◆ WHAT YOU NEED TO DO
a) Reproduce the passage of the app review post from "Most packages need" to "the coming months.", word for word.
b) Identify every line in the entries that contains the string "target" and copy each one. Case counts.

◆ PROVIDED TEXT
My application is still Pending review

Allison Randal allison at ubuntu.com
Fri Nov 2 06:44:48 UTC 2012


Yes, anyone can join the ARB contributors team and help out.

https://launchpad.net/~ubuntu-app-review-contributors

Hop onto the mailing list (app-review-board at lists.ubuntu.com) or IRC
channel (#ubuntu-arb) and people will be happy to help you get started.

Most packages need a bit of cleanup before they're publishable, I found
it to be about 4 hours per package. So, you can see that with 3 people
on the ARB and over 200 packages in the queue (representing ~800 hours
of work), and more submissions coming in daily, they could really use
some help.

We've had a number of conversations at the Ubuntu Developer Summit this
week on improvements to the process. From the beginning, the plan was to
automate the process so apps could be published without manual review,
as long as they passed certain checks. But, the tools to do the
automated checking don't exist yet. There will be a lot of work going
into those tools in the coming months.

But, while the tools are being developed, at the moment it's still an
entirely manual process and desperately needs more humans involved.

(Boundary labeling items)
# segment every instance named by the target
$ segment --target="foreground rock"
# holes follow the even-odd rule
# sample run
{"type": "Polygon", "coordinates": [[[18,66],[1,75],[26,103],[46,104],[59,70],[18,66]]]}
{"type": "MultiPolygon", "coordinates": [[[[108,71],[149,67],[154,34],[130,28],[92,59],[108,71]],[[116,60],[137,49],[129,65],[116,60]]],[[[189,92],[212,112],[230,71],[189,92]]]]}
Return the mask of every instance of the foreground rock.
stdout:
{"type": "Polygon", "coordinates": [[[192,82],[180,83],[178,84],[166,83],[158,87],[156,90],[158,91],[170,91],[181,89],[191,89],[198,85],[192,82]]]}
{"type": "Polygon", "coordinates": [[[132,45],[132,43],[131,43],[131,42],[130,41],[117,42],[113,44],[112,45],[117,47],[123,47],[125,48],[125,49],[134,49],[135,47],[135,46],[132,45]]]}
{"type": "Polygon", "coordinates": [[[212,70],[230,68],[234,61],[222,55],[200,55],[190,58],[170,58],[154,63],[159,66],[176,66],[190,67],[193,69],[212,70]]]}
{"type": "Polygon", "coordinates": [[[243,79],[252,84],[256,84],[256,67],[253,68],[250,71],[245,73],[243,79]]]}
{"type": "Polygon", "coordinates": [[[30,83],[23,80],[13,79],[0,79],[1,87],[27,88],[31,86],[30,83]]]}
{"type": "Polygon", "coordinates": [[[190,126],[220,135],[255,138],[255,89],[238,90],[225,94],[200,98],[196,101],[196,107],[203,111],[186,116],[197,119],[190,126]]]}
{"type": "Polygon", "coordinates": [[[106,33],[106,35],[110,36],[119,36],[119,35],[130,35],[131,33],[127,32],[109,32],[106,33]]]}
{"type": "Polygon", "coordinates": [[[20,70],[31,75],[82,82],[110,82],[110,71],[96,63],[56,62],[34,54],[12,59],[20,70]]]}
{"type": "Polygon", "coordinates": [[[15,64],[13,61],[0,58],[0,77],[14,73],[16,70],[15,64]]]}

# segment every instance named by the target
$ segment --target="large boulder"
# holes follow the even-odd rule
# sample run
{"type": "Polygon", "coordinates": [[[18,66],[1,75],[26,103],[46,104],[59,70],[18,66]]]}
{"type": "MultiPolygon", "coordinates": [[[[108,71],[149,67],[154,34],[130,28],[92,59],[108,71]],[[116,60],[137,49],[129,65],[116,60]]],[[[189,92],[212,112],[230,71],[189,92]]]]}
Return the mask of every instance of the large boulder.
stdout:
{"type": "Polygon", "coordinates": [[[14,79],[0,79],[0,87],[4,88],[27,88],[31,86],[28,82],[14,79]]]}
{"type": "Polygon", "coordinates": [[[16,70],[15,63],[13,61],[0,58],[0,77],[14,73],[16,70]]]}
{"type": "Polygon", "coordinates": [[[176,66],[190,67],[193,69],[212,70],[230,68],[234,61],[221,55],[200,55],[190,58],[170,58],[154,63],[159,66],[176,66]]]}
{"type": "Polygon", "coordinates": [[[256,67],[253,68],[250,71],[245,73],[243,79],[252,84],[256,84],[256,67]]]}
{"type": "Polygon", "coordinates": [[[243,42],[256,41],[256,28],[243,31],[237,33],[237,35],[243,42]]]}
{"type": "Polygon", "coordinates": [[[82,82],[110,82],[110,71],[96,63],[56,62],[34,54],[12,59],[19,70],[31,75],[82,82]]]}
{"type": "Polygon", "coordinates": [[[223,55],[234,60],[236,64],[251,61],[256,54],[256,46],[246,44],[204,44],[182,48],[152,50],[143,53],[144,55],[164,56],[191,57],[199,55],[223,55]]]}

◆ WORKED SOLUTIONS
a)
Most packages need a bit of cleanup before they're publishable, I found
it to be about 4 hours per package. So, you can see that with 3 people
on the ARB and over 200 packages in the queue (representing ~800 hours
of work), and more submissions coming in daily, they could really use
some help.

We've had a number of conversations at the Ubuntu Developer Summit this
week on improvements to the process. From the beginning, the plan was to
automate the process so apps could be published without manual review,
as long as they passed certain checks. But, the tools to do the
automated checking don't exist yet. There will be a lot of work going
into those tools in the coming months.

b)
# segment every instance named by the target
$ segment --target="foreground rock"
# segment every instance named by the target
$ segment --target="large boulder"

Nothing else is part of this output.